DATA PROVIDED:
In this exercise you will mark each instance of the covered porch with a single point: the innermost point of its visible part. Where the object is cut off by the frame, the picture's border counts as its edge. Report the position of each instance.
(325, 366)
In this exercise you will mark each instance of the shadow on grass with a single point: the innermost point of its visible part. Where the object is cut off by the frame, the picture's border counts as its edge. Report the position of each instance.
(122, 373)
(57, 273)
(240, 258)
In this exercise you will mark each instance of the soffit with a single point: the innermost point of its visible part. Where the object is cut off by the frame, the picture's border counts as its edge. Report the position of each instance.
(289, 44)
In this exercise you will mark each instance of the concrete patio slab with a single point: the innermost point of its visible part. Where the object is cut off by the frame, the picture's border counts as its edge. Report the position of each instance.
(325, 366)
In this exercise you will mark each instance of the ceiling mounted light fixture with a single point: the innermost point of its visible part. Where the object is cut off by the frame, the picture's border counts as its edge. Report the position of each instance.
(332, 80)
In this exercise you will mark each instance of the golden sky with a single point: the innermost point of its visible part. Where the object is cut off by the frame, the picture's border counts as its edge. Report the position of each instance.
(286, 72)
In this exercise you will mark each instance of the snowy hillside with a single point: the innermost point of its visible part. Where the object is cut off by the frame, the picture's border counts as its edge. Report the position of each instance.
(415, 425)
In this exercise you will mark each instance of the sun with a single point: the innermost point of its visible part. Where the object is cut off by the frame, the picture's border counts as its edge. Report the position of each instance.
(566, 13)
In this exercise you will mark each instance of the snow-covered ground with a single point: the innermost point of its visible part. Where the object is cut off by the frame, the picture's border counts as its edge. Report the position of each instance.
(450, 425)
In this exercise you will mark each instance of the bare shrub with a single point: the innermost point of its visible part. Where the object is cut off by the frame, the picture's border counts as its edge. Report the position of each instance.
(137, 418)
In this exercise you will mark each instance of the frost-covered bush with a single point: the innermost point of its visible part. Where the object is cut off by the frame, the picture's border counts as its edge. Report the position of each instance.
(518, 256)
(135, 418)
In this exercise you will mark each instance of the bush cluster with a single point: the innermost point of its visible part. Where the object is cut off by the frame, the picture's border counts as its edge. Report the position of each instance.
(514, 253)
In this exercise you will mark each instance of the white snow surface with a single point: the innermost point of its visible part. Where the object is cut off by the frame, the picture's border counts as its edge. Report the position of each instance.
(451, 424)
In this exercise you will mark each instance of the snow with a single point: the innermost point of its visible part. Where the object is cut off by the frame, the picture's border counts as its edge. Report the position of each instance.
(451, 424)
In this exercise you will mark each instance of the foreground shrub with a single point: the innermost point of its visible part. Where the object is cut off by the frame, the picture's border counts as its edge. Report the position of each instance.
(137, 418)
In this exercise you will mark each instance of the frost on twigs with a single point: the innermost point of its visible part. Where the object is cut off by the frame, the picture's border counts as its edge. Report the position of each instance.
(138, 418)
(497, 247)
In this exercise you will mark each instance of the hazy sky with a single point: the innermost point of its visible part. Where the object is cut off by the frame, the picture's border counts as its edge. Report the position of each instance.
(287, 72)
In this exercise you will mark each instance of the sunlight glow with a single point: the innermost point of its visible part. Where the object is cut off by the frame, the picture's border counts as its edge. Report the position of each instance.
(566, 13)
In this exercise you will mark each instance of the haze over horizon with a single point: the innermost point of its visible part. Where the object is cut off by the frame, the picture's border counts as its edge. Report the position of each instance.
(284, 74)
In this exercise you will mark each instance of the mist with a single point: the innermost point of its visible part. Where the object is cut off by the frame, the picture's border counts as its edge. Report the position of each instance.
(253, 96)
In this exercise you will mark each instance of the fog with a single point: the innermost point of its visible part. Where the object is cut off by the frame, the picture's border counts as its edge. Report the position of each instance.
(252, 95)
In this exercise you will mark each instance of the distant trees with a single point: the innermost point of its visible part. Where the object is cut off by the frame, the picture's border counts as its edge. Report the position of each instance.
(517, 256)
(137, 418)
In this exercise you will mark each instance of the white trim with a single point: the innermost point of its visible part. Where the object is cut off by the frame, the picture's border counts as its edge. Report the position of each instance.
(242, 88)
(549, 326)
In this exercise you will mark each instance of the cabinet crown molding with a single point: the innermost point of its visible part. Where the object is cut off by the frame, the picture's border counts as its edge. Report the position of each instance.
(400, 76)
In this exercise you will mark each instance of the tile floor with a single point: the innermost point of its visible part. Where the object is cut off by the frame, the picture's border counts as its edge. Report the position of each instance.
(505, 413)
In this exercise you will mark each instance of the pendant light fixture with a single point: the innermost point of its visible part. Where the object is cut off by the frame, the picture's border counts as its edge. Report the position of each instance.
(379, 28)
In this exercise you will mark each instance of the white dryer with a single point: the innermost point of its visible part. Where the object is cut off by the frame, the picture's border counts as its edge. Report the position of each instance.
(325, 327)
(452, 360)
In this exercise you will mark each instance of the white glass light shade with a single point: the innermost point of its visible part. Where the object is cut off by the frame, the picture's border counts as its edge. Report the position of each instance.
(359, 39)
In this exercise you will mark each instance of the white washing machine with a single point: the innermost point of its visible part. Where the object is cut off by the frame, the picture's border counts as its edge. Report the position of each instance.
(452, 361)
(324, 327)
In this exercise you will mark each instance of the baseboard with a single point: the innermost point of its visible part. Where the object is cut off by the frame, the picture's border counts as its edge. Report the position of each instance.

AIM:
Write out again the rows from the line with "the white dryer" through the end of the rows, keeping each request unchanged, and shift every coordinate in the answers up by 89.

FINISHED EXERCISE:
In this exercise you will mark each instance of the white dryer with a single point: the innermost point of its visible part. Where the object is cut off by the frame, the picture's border counts as its edge. Report the position of each instance.
(414, 416)
(541, 449)
In this exercise you will mark each instance of the white glass light shade with a single point: the innermost point of its visible part. Where the object is cut off by the frame, the picture's border counts as its edge. Report the position of each instance.
(448, 128)
In this exercise you will mark each instance of the white washing machine with a single point: the innermost point of its visible part. Where the object is cut off by the frame, the picture's border counts as its edge. Report the position of each instance.
(541, 450)
(413, 416)
In this exercise you will mark each instance of the baseboard with a single point: the innermost point of its visible part. Where the object is cut off by the frame, the picture's border counts as its edge. Report the position of each instance.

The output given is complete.